How to complete this task:
In the listing that follows, count each line containing the string "below" and report only the count.

Records supplied:
════════
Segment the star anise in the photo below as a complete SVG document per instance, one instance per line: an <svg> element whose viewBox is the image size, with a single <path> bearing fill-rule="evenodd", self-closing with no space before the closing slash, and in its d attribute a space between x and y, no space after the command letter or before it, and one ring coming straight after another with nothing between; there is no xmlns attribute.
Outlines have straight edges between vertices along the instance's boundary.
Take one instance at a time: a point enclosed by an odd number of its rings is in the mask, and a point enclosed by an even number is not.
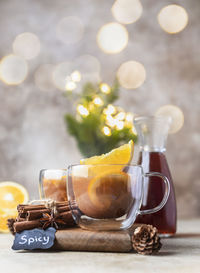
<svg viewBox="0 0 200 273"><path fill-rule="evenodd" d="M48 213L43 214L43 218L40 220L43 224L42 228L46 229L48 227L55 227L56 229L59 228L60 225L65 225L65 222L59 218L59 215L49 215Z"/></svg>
════════
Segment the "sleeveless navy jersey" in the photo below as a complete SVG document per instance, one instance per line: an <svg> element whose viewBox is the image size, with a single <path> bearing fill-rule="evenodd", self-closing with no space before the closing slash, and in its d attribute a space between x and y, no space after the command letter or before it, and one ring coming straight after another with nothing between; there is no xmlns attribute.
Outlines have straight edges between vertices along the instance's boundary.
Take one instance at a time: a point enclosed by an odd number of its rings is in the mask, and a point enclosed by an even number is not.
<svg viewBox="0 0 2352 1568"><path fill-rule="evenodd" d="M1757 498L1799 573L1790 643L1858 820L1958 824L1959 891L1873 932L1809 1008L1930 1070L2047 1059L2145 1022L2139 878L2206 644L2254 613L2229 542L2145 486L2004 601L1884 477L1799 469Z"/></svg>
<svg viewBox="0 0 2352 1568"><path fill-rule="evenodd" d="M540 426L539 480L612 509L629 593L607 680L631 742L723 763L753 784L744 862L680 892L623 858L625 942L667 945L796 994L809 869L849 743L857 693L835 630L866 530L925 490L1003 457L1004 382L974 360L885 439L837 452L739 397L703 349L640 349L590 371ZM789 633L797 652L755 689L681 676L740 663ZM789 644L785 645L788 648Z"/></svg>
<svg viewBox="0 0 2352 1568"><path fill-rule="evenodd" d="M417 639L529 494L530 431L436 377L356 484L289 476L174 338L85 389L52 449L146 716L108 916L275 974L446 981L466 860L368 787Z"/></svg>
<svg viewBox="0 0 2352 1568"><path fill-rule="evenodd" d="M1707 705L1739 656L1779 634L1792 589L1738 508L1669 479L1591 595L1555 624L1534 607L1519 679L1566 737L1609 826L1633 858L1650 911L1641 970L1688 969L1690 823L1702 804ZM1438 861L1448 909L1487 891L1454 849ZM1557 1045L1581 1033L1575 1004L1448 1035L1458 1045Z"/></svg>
════════
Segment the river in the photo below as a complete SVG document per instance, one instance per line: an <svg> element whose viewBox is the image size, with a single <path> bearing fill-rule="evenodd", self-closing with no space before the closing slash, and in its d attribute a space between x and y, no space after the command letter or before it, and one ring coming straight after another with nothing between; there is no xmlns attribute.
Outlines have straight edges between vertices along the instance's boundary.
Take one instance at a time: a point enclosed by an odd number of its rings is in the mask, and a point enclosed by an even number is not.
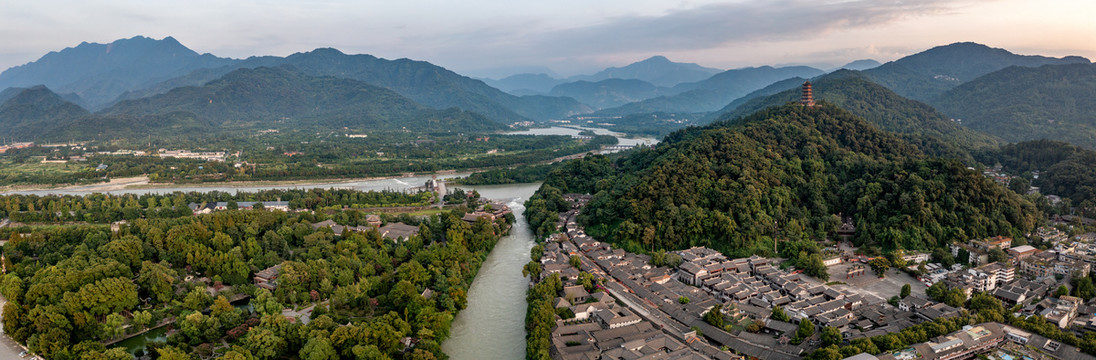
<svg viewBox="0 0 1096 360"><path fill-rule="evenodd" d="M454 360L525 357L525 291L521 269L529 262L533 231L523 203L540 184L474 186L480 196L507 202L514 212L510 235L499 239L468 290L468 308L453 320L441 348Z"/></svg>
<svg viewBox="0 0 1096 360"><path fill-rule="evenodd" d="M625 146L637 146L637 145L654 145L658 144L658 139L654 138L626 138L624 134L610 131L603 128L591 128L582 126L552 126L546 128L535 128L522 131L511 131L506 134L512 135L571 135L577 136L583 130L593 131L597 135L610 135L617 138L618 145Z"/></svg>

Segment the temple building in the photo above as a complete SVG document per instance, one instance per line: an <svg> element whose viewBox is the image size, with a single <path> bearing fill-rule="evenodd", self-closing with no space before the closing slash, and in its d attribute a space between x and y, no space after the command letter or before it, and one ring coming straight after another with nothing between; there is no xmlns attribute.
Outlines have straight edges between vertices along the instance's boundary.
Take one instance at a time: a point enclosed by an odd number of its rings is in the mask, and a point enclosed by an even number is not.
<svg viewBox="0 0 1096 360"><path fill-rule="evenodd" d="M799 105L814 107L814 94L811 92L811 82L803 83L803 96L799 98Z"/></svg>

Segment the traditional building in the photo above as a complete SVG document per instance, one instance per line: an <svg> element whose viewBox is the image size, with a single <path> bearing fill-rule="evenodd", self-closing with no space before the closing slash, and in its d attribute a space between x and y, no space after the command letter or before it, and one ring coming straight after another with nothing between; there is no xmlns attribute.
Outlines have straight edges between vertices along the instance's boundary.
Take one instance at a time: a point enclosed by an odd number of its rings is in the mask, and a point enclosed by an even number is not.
════════
Solution to the exercise:
3